[Source records]
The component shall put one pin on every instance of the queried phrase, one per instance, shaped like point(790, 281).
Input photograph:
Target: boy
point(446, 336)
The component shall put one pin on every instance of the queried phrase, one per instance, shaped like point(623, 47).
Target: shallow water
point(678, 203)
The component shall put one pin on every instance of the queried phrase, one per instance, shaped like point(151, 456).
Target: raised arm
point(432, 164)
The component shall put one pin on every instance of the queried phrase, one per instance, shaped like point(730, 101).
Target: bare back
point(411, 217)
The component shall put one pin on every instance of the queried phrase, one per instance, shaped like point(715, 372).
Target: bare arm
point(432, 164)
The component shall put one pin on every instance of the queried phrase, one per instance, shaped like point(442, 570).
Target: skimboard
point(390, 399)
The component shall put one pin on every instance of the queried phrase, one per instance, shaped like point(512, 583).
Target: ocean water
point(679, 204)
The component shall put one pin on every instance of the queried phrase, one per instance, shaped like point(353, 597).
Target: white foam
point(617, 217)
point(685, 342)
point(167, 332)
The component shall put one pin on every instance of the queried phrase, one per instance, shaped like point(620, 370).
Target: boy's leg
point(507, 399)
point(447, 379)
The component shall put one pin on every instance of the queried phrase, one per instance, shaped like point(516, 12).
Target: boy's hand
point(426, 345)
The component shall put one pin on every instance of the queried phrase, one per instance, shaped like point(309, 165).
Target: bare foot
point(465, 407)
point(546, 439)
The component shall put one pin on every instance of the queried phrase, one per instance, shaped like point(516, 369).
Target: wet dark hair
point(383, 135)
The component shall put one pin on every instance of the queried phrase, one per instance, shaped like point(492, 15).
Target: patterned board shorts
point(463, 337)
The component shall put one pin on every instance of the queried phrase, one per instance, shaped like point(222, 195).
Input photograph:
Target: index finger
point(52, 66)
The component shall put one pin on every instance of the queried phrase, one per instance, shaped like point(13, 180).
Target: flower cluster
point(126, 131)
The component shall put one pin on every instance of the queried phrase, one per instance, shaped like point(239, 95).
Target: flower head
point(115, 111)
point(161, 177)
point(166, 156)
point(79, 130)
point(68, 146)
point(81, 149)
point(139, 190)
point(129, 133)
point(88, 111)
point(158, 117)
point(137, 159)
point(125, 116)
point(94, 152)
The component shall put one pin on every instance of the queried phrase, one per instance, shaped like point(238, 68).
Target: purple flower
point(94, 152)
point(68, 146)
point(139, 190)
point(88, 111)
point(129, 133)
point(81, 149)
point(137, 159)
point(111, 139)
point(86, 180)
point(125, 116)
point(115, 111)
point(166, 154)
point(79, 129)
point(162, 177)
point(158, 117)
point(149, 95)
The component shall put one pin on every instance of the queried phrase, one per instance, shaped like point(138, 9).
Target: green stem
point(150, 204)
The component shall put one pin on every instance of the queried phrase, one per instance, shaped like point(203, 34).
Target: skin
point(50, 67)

◆ TASK REQUIREMENTS ◆
Restate the data above word for word, please.

◆ EXERCISE OUTPUT ◆
The component shall put one pin on every instance of the queried phrase, one per instance, shaped like point(790, 281).
Input photograph:
Target: boy
point(446, 336)
The component shall put one pin on every instance of the queried phrase, one per instance, shaped like point(623, 47).
Target: shallow water
point(678, 203)
The component shall put one pin on every instance of the queried phrase, one per instance, shaped like point(151, 456).
Target: raised arm
point(432, 164)
The component shall put one pin on every instance of the queried phrase, one per instance, shaped like point(730, 101).
Target: bare back
point(411, 217)
The component shall put one pin on every instance of the queried phrase, one per instance, shaped like point(715, 372).
Target: bare arm
point(432, 164)
The component shall put one pin on every instance of the queried phrase, one per instance, shaped like point(442, 570).
Target: skimboard
point(390, 399)
The component shall put one pin on every instance of the queried phrase, one per instance, shaped like point(512, 583).
Target: ocean water
point(679, 204)
The component shall put one pin on every instance of the queried phrase, one per instance, shaped like point(353, 597).
Target: white foam
point(617, 217)
point(685, 342)
point(167, 332)
The component shall put one pin on every instance of the queried phrase, one per instance, shaped like point(620, 370).
Target: boy's leg
point(507, 399)
point(447, 379)
The component shall put one pin on every instance of the queried phrase, one per instance, shaped like point(516, 12).
Target: boy's hand
point(426, 345)
The component shall put one pin on every instance of the queried phrase, one per instance, shaped like point(309, 165).
Target: bare foot
point(465, 407)
point(546, 439)
The component shall put one pin on every instance of the queried phrase, one per instance, shaped like point(516, 369).
Target: wet dark hair
point(383, 135)
The component shall put one pin on every instance of the queried phrase, one per instance, shaped like point(492, 15).
Target: patterned board shorts
point(463, 337)
The component shall put one pin on every instance of the queried phrase, one per instance, shaped like point(222, 195).
Input photograph:
Target: index finger
point(52, 66)
The component shall put one pin on every instance of the queried phrase, one per instance, shaped like point(13, 180).
Target: flower cluster
point(126, 131)
The component shall put one pin on every instance of the queried phrase, one per instance, shaped like point(239, 95).
Target: flower head
point(115, 111)
point(161, 177)
point(166, 156)
point(79, 130)
point(68, 146)
point(81, 149)
point(139, 190)
point(129, 133)
point(88, 111)
point(158, 117)
point(137, 159)
point(125, 116)
point(94, 152)
The component shall put one pin on every instance of the queried phrase, one per instance, shaped like point(238, 68).
Target: purple flower
point(94, 152)
point(68, 146)
point(139, 190)
point(88, 111)
point(129, 133)
point(81, 149)
point(137, 159)
point(111, 139)
point(86, 180)
point(125, 116)
point(115, 111)
point(166, 154)
point(79, 129)
point(162, 177)
point(158, 117)
point(149, 95)
The component shall put one pin on every instance of the queried phrase, one per instance, shaped like point(138, 9).
Target: green stem
point(150, 204)
The component shall put one pin on every instance of the queried phrase, one per instance, shaped like point(203, 34).
Target: skin
point(50, 67)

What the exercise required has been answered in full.